- [Exercise task] Recast every line of the entries below as a Markdown table with the columns "Row" and "Line", numbering the rows and skipping blank lines.

=== Entries provided ===

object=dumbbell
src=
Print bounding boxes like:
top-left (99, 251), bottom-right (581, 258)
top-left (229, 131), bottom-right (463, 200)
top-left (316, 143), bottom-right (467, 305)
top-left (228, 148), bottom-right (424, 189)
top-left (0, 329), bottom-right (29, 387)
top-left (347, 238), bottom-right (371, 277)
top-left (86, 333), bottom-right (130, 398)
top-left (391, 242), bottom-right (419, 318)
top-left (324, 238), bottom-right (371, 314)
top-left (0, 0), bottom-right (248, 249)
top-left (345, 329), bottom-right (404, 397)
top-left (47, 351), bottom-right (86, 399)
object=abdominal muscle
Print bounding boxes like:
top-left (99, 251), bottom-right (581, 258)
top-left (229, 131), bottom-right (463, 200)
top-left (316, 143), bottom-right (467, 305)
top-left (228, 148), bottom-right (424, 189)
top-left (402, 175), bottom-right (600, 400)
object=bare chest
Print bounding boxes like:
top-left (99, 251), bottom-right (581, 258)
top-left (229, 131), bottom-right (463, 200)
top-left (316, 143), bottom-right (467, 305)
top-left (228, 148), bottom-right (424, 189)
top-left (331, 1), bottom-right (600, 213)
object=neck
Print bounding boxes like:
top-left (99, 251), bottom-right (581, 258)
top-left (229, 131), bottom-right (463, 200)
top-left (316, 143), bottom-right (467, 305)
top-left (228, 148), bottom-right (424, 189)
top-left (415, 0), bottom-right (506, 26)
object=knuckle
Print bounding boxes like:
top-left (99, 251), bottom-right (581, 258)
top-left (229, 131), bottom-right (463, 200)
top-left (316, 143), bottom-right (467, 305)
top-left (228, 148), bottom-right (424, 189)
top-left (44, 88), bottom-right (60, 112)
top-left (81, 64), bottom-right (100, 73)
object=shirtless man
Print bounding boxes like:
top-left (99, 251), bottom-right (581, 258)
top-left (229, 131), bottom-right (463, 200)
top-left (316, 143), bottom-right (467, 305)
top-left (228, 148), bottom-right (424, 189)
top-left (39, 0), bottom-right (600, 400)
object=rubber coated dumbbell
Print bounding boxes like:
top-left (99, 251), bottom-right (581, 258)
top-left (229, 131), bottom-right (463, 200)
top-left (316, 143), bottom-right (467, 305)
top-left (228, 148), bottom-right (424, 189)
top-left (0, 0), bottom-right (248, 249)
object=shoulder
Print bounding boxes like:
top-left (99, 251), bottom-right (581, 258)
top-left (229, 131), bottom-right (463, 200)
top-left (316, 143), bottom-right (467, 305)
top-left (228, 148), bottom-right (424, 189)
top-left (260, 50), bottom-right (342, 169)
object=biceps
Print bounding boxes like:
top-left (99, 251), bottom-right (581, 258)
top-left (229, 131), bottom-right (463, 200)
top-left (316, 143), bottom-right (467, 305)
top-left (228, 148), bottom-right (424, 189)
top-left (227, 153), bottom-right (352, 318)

===

- [Response to this exercise]
| Row | Line |
|---|---|
| 1 | object=dumbbell |
| 2 | src= |
| 3 | Print bounding boxes like: |
| 4 | top-left (99, 251), bottom-right (581, 258) |
| 5 | top-left (229, 131), bottom-right (463, 200) |
| 6 | top-left (316, 143), bottom-right (467, 305) |
| 7 | top-left (228, 148), bottom-right (424, 189) |
| 8 | top-left (0, 329), bottom-right (29, 387) |
| 9 | top-left (347, 238), bottom-right (371, 277) |
| 10 | top-left (86, 333), bottom-right (130, 398) |
| 11 | top-left (391, 242), bottom-right (419, 318) |
| 12 | top-left (324, 238), bottom-right (371, 314) |
| 13 | top-left (0, 0), bottom-right (248, 249) |
| 14 | top-left (345, 329), bottom-right (404, 397) |
| 15 | top-left (47, 351), bottom-right (86, 399) |
| 16 | object=abdominal muscle |
| 17 | Print bounding boxes like: |
| 18 | top-left (99, 251), bottom-right (581, 258) |
| 19 | top-left (229, 131), bottom-right (463, 200) |
| 20 | top-left (316, 143), bottom-right (467, 305) |
| 21 | top-left (228, 148), bottom-right (424, 189) |
| 22 | top-left (402, 175), bottom-right (600, 400) |
| 23 | object=bare chest |
| 24 | Print bounding boxes like: |
| 25 | top-left (99, 251), bottom-right (581, 258) |
| 26 | top-left (229, 131), bottom-right (463, 200) |
| 27 | top-left (316, 143), bottom-right (467, 305) |
| 28 | top-left (228, 148), bottom-right (424, 189) |
| 29 | top-left (331, 1), bottom-right (600, 213) |
| 30 | object=neck |
| 31 | Print bounding boxes like: |
| 32 | top-left (99, 251), bottom-right (581, 258) |
| 33 | top-left (229, 131), bottom-right (463, 200) |
| 34 | top-left (316, 143), bottom-right (467, 305) |
| 35 | top-left (228, 148), bottom-right (424, 189) |
| 36 | top-left (415, 0), bottom-right (506, 26) |
| 37 | object=knuckle |
| 38 | Print bounding boxes like: |
| 39 | top-left (99, 251), bottom-right (581, 258) |
| 40 | top-left (229, 131), bottom-right (463, 200) |
| 41 | top-left (316, 143), bottom-right (467, 305) |
| 42 | top-left (228, 148), bottom-right (424, 189) |
| 43 | top-left (44, 88), bottom-right (60, 112) |
| 44 | top-left (81, 64), bottom-right (100, 73) |
| 45 | object=shirtless man |
| 46 | Print bounding boxes like: |
| 47 | top-left (99, 251), bottom-right (581, 258) |
| 48 | top-left (229, 131), bottom-right (463, 200) |
| 49 | top-left (316, 143), bottom-right (467, 305) |
| 50 | top-left (228, 148), bottom-right (424, 189) |
| 51 | top-left (39, 0), bottom-right (600, 400) |
| 52 | object=rubber coated dumbbell |
| 53 | Print bounding boxes like: |
| 54 | top-left (99, 251), bottom-right (581, 258) |
| 55 | top-left (229, 131), bottom-right (463, 200) |
| 56 | top-left (316, 143), bottom-right (467, 305) |
| 57 | top-left (228, 148), bottom-right (424, 189) |
| 58 | top-left (0, 0), bottom-right (248, 249) |
| 59 | object=shoulder |
| 60 | Print bounding boxes like: |
| 61 | top-left (99, 251), bottom-right (581, 258) |
| 62 | top-left (229, 131), bottom-right (463, 200) |
| 63 | top-left (316, 143), bottom-right (467, 305) |
| 64 | top-left (228, 148), bottom-right (424, 189) |
| 65 | top-left (260, 50), bottom-right (342, 169) |
| 66 | object=biceps |
| 67 | Print bounding boxes like: |
| 68 | top-left (99, 251), bottom-right (581, 258) |
| 69 | top-left (229, 131), bottom-right (463, 200) |
| 70 | top-left (316, 143), bottom-right (467, 305) |
| 71 | top-left (228, 148), bottom-right (424, 189) |
| 72 | top-left (227, 153), bottom-right (352, 318) |